-- Data for review follows --

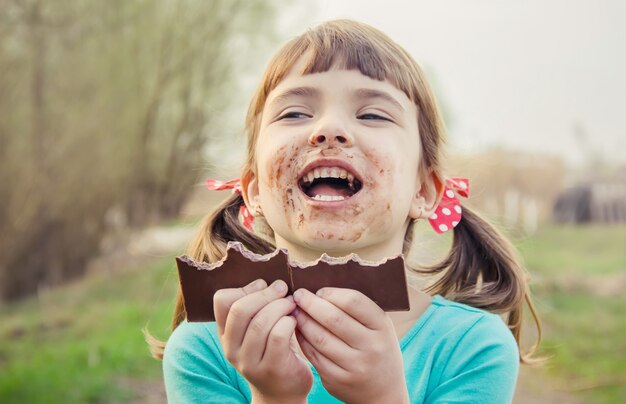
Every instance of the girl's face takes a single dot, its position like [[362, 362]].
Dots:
[[338, 156]]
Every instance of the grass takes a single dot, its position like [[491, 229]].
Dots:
[[584, 328], [82, 343]]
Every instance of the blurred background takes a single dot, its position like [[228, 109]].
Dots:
[[113, 113]]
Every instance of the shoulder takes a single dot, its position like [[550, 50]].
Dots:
[[189, 338], [194, 366], [472, 349], [468, 330]]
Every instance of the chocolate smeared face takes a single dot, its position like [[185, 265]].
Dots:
[[338, 156]]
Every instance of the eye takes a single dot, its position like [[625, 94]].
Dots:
[[293, 115], [373, 117]]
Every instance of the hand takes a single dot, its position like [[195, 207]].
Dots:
[[257, 334], [352, 344]]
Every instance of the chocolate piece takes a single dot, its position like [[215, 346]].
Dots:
[[383, 282]]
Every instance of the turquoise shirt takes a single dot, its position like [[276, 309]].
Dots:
[[453, 354]]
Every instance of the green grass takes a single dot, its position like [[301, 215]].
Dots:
[[583, 250], [584, 330], [83, 343]]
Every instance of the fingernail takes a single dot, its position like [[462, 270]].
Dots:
[[279, 286], [297, 296]]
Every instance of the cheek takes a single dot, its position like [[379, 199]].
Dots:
[[278, 183]]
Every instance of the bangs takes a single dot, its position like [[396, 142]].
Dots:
[[351, 46]]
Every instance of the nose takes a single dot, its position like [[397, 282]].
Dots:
[[330, 137]]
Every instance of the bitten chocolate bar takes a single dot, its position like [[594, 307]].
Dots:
[[383, 282]]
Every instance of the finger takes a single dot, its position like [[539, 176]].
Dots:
[[324, 341], [279, 339], [223, 299], [256, 338], [323, 365], [330, 317], [243, 310], [357, 305]]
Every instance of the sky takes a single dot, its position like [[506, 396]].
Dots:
[[541, 76], [546, 77]]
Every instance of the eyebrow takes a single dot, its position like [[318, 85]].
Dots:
[[307, 92], [311, 92], [371, 93]]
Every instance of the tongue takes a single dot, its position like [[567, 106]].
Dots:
[[325, 188]]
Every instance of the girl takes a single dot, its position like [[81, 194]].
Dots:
[[344, 139]]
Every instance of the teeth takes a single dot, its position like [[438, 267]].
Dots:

-- Data for review concluded --

» **Task goal**:
Copy over exactly the lines above from the one with "Every instance of the girl takes" to the last, both included, and no others.

» **Worked solution**:
Every instance of the girl takes a single dot, its position like [[81, 194]].
Dots:
[[344, 139]]
Every instance of the teeth takes a single dot, its position like [[438, 267]].
Dots:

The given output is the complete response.